# Written request
In the text on Alfredo Ambrosetti below, retype the passage starting at "Italian management consultant (1931–2025)" and ending at "of the family.".

- Born: 25 June 1931 Varese, Kingdom of Italy
- Died: 6 September 2025 (aged 94) Varese, Italy
- Education: Università Cattolica del Sacro Cuore
- Occupation: Management consultant
- Years active: 1954–2025
- Board member of: The European House - Ambrosetti
- Spouse: Maria Ambrosetti Conte
- Children: Antonio Ambrosetti, Chiara Ambrosetti
- Relatives: Gerardo Ambrosetti

= Alfredo Ambrosetti =

Italian management consultant (1931–2025)

Alfredo Ambrosetti (25 June 1931 - 6 September 2025) was an Italian management consultant, regarded as one of the pioneers of business consultancy in Italy and best known for founding the Ambrosetti Forum in Cernobbio.

==Early life and education==
Ambrosetti's father, Antonio, owned two garages and a fuel station in Varese and was active as sports executive in cycling — he chaired the organising committee for the 1951 UCI Road World Championships. Antonio named his son after the champion rider Alfredo Binda, who had married a relative of the family.

After graduating from high‑school, Ambrosetti studied economics at the Università Cattolica del Sacro Cuore in Milan and earned his degree in 1954. Upon graduating he joined the Edison company and, after a period in Italy, the firm awarded him a scholarship in 1959 to pursue a master's degree at the Syracuse University, in the United States. Through Edison's managing director Giorgio Valerio, Ambrosetti later worked with prominent companies such as IBM, Ford Motor Company, General Motors, Kodak and Standard Oil.

# Data excerpt
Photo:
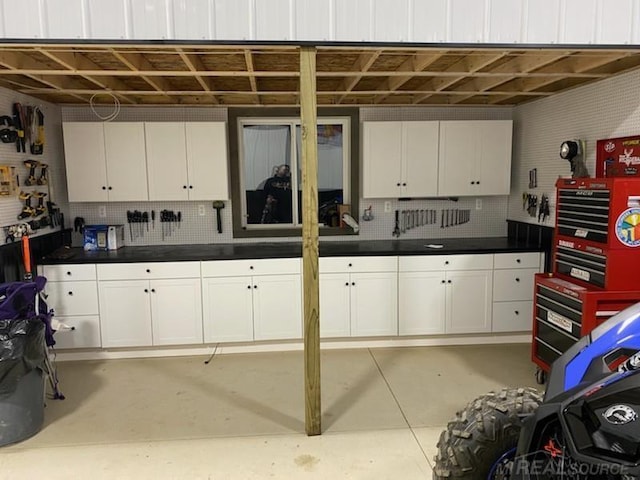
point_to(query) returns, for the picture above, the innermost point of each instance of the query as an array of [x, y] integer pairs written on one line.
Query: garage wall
[[433, 21], [53, 155], [606, 109], [488, 222]]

# Solution for this exercise
Italian management consultant (1931–2025)

Alfredo Ambrosetti (25 June 1931 - 6 September 2025) was an Italian management consultant, regarded as one of the pioneers of business consultancy in Italy and best known for founding the Ambrosetti Forum in Cernobbio.

==Early life and education==
Ambrosetti's father, Antonio, owned two garages and a fuel station in Varese and was active as sports executive in cycling — he chaired the organising committee for the 1951 UCI Road World Championships. Antonio named his son after the champion rider Alfredo Binda, who had married a relative of the family.